**What you have to do**
In the records below, the line containing "Reviewer note: every instance of the chair" is the first to keep. Retype it and all later lines exactly, through the end.

**The records**
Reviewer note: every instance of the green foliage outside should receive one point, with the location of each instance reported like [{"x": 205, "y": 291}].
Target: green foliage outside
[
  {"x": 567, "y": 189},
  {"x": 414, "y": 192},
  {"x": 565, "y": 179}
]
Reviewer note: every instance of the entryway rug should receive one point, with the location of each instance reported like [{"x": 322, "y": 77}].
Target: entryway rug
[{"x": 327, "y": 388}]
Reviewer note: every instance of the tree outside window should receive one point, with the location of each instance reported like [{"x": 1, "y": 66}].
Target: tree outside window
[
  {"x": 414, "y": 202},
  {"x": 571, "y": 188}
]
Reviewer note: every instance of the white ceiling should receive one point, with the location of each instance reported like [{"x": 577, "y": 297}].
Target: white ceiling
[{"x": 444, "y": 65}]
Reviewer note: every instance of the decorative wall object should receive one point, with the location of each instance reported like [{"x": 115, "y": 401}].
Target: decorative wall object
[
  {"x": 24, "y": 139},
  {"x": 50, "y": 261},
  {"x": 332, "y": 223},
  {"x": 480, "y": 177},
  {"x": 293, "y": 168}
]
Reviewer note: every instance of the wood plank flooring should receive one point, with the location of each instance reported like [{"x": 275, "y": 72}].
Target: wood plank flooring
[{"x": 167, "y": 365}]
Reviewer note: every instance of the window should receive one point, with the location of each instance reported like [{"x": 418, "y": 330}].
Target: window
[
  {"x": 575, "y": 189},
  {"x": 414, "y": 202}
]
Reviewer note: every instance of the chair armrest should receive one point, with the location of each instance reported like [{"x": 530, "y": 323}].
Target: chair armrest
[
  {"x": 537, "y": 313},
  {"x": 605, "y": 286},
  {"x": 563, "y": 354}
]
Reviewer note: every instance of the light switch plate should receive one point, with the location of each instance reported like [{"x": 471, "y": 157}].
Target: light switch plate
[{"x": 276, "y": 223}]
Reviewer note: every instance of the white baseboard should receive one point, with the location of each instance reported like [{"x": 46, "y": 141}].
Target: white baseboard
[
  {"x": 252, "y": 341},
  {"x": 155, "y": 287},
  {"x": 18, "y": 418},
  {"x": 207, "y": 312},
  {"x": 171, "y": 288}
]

**Output of the task**
Reviewer note: every instance of the chair armrest should receive one point, with the location of each instance reported like [{"x": 530, "y": 323}].
Target: chair armrest
[
  {"x": 537, "y": 313},
  {"x": 605, "y": 286},
  {"x": 563, "y": 354}
]
Reviewer note: every instance of the light switch plate should receive one point, with the location of each instance reported like [{"x": 471, "y": 157}].
Target: light switch plate
[{"x": 276, "y": 223}]
Reviewer note: every instance of the white baseboard should receive one point, with the location of each instance reported like [{"x": 46, "y": 141}].
Target: white baseboard
[
  {"x": 252, "y": 341},
  {"x": 155, "y": 287},
  {"x": 18, "y": 418},
  {"x": 207, "y": 312},
  {"x": 171, "y": 288}
]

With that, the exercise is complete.